(Data extracted from a collection)

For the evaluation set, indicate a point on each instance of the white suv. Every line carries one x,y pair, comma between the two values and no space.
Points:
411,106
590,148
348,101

■ WORK TO COMPLETE ■
Edit the records by changing "white suv" to "white SUV", leaving everything else as it is.

■ THE OUTPUT ■
For the evaluation set, indicate a point on each instance of the white SUV. Every line carries one x,y pair, comma between the two values and no space.
Points:
411,106
590,148
348,101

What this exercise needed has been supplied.